GIVEN PASSAGE
>>

In step 2, we used a top-down/bottom-up approach to guide generation of measure items (6). Items were statements about the measure that respondents were asked to endorse. These statements were validated and used to construct the final scale. Initial themes identified in step 1 guided further brainstorming of sample items representative of the final general themes. Examples for each item generated were drawn directly from focus group discussions to represent variation in context and topic. For example, 1 item generated was the statement “In my community, members are likely to tell someone to follow COVID health-safety guidelines (wearing masks, social distancing, vaccinations, etc.).” Another was “In my community, members make others feel uncomfortable (make fun of, sarcastic remarks, etc.) for following COVID health-safety guidelines (wearing masks, social distancing, vaccinations, etc.).” Next, we used a bottom-up approach to review examples related to the themes developed in step 1. We then reviewed each example to assess whether we needed to develop a new item. This process generated 62 items; we analyzed those items for overlap and removed duplicates.

<<

WORK INSTRUCTIONS
**a.** Decide whether each statement agrees with the passage on generating measure items. Answer yes or no for each, and quote the words of the passage that settle it.
(i) The process produced 62 items before duplicates were removed.
(ii) The examples for each item came from published surveys.
(iii) Step 2 relied on a top-down approach alone.
**b.** In one to three sentences, use the passage on generating measure items to explain why the examples for each item were taken directly from focus group discussions.
**c.** According to the passage on generating measure items, what guided the further brainstorming of sample items?

DATA PROVIDED

>>

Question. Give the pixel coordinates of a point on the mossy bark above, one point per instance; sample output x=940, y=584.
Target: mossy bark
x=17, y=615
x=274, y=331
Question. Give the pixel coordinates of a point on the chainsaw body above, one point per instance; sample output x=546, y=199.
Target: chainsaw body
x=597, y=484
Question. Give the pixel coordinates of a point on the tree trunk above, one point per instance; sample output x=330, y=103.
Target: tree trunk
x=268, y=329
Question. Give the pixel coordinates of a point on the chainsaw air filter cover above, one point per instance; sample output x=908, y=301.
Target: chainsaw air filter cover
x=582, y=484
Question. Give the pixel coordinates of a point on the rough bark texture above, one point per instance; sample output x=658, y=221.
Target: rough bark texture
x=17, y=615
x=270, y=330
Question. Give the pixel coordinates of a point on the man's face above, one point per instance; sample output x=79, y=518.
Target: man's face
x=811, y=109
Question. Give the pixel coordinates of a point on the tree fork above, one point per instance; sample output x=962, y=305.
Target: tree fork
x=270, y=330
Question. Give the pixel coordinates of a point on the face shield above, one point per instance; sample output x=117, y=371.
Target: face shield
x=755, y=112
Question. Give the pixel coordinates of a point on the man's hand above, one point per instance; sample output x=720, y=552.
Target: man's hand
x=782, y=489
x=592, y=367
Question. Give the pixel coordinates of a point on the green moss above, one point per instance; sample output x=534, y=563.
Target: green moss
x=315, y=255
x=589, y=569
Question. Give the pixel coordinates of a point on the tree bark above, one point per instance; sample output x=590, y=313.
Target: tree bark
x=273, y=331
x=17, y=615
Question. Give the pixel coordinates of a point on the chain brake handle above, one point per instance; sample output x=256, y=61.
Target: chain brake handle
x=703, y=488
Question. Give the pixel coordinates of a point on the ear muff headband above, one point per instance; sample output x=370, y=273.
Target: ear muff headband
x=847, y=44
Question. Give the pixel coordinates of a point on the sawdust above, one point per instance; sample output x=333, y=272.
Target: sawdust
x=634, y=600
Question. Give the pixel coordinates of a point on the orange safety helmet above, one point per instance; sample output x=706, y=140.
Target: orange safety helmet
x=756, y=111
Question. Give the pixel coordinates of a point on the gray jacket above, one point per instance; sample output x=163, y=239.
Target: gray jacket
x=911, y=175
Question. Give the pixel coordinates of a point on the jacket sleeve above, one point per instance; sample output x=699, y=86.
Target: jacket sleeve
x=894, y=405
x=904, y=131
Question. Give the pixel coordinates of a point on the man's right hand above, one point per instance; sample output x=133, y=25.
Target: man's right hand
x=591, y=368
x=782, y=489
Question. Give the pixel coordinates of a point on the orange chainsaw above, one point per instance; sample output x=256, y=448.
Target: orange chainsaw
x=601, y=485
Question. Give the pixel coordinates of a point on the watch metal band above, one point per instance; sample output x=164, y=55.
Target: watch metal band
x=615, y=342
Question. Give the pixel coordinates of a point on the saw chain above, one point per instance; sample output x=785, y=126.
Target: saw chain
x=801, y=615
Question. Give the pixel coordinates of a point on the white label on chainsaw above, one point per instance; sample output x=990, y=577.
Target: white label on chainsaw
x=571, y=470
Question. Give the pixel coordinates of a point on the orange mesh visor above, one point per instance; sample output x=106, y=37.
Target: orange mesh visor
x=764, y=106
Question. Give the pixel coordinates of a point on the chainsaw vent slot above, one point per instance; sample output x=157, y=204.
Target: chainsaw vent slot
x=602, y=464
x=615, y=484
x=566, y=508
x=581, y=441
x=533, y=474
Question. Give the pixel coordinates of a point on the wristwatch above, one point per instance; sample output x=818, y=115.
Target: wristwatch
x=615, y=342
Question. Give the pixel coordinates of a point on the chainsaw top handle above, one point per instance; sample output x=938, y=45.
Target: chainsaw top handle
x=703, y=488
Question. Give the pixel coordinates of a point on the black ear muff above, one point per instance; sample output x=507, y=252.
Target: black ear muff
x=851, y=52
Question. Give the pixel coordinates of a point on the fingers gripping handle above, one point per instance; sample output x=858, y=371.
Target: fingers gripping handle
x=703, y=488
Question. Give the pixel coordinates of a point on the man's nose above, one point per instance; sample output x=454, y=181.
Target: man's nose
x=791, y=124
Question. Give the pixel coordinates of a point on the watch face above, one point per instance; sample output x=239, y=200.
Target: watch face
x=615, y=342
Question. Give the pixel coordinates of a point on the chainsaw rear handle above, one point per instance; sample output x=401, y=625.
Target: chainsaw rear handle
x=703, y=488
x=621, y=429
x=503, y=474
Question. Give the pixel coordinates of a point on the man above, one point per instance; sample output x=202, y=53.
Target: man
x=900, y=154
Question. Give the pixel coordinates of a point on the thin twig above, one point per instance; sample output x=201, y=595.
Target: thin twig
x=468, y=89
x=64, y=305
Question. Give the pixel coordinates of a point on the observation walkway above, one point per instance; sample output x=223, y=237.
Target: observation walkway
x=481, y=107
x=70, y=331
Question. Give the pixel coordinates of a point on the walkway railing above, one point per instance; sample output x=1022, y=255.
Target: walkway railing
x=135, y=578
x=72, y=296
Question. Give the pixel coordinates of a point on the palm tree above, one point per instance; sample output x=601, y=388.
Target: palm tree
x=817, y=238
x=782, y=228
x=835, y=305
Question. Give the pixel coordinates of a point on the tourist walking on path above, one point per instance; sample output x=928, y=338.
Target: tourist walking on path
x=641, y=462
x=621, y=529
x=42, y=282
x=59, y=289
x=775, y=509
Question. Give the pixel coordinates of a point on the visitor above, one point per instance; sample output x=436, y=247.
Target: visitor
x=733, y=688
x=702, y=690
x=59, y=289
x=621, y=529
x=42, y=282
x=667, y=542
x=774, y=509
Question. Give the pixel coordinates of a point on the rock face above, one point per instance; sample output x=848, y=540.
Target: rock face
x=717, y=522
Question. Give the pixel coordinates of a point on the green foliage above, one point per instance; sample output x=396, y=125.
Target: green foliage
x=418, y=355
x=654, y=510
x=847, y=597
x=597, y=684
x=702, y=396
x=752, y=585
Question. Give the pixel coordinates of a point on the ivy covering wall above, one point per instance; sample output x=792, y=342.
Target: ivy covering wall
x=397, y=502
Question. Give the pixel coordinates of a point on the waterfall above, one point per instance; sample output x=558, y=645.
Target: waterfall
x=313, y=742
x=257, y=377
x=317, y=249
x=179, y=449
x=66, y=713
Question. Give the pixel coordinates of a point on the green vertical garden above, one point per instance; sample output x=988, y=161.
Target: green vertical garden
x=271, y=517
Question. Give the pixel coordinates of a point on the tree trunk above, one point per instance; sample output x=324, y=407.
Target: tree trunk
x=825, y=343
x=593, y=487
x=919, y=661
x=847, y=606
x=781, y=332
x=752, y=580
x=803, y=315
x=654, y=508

<<

ANSWERS TO THE EXERCISES
**a.**
(i) Yes: "This process generated 62 items; we analyzed those items for overlap and removed duplicates."
(ii) No: "Examples for each item generated were drawn directly from focus group discussions."
(iii) No: "we used a top-down/bottom-up approach to guide generation of measure items."

**b.** The examples were drawn directly from focus group discussions so that they would represent variation in context and topic.

**c.** The initial themes identified in step 1 guided it.